**EXTRACT PROVIDED**
The Wall Street brokerage upgraded U.S. equities to "Overweight" from a "Neutral" rating in a note late Monday. The benchmark S&P 500 .SPX has rebounded nearly 9% from a seven-month low in late March, on optimism that the Middle East conflict could ease and reduce the risk of an oil‑driven inflation shock.

Some Wall Street brokerages and research houses- including BlackRock Investment Institute, which upgraded U.S. equities on Monday, have echoed similar views, favoring U.S. stocks over their global peers.

"The (U.S.) market has derated and now trades at a premium to developed markets, excluding the U.S.; that’s close to historical averages," Citi strategists said in a note on Monday, just as global earnings growth is narrowing and tilting more heavily toward technology.

While all global sectors are expected to see earnings-per-share rise in 2026, about 50% of that increase is expected to come from the tech sector alone, Citi said.

The brokerage, however, downgraded emerging market equities to a "Neutral" rating, flagging that many EMs remain highly vulnerable to physical energy shortages, with headwinds potentially compounded by the greenback's strength.

Emerging market assets have come under renewed pressure as the war involving Iran drives oil prices higher, stoking concerns about inflation, deteriorating external balances, and capital outflows in energy-importing economies, with the MSCI Emerging Markets index .MSCIEF down 2.8% since the conflict began.

Citi also upgraded its year-end target of the MSCI EM index to 1,770 from 1,540 earlier.

The brokerage also upgraded the global materials sector to "Overweight", saying improving earnings momentum and stronger growth prospects have lifted its appeal, while it remains cheap. It downgraded the global communication services sector to "Underweight".

**DATA**
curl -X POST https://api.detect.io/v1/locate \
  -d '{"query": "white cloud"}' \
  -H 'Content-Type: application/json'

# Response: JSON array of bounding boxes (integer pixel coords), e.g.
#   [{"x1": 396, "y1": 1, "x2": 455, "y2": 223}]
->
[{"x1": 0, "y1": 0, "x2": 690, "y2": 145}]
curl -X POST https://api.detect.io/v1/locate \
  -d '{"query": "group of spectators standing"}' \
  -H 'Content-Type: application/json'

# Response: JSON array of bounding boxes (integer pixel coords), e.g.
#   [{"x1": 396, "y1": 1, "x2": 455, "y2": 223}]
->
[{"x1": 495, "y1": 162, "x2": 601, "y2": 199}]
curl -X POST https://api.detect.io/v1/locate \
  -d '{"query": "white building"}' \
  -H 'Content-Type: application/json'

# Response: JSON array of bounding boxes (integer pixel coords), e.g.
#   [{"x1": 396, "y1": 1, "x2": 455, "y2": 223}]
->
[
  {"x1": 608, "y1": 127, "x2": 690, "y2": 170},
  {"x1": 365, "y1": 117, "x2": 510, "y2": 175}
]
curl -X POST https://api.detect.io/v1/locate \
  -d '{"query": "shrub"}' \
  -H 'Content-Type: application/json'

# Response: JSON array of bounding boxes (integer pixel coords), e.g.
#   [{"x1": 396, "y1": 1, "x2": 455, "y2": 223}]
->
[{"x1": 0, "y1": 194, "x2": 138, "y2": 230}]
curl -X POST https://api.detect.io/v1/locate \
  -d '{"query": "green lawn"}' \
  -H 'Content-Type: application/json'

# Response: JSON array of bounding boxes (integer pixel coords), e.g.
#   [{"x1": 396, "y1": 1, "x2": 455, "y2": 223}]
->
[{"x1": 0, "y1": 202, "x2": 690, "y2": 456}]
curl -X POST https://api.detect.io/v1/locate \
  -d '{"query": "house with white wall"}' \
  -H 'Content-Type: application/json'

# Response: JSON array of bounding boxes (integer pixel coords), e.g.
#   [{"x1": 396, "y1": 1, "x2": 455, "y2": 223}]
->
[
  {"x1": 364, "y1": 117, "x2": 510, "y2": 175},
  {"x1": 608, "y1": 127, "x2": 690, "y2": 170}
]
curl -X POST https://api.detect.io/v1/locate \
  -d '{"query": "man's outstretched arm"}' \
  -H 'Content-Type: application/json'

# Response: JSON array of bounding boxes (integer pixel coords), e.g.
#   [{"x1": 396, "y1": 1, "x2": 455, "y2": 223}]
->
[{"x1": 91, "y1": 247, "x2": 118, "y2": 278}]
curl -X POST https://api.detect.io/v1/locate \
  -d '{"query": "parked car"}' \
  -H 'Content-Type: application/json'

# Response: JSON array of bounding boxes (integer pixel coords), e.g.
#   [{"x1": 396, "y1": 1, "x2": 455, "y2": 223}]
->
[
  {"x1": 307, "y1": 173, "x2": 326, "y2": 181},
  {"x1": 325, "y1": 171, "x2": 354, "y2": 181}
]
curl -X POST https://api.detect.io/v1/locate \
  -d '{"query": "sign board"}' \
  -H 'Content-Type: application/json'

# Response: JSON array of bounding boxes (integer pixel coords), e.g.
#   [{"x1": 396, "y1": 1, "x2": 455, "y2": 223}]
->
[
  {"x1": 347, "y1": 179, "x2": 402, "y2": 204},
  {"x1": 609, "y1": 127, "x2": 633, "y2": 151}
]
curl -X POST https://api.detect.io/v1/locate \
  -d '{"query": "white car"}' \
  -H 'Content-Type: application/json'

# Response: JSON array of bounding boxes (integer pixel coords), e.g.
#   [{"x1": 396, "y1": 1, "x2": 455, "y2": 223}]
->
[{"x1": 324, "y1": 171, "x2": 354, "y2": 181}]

**PROMPT 1**
In the excerpt on Citi's equity calls, what year-end target did Citi set for the MSCI EM index?
**PROMPT 2**
Copy the excerpt on Citi's equity calls word for word, from "Some Wall Street" to "the greenback's strength.".

**TASK ANSWER 1**
1,770, raised from 1,540.

**TASK ANSWER 2**
Some Wall Street brokerages and research houses- including BlackRock Investment Institute, which upgraded U.S. equities on Monday, have echoed similar views, favoring U.S. stocks over their global peers.

"The (U.S.) market has derated and now trades at a premium to developed markets, excluding the U.S.; that’s close to historical averages," Citi strategists said in a note on Monday, just as global earnings growth is narrowing and tilting more heavily toward technology.

While all global sectors are expected to see earnings-per-share rise in 2026, about 50% of that increase is expected to come from the tech sector alone, Citi said.

The brokerage, however, downgraded emerging market equities to a "Neutral" rating, flagging that many EMs remain highly vulnerable to physical energy shortages, with headwinds potentially compounded by the greenback's strength.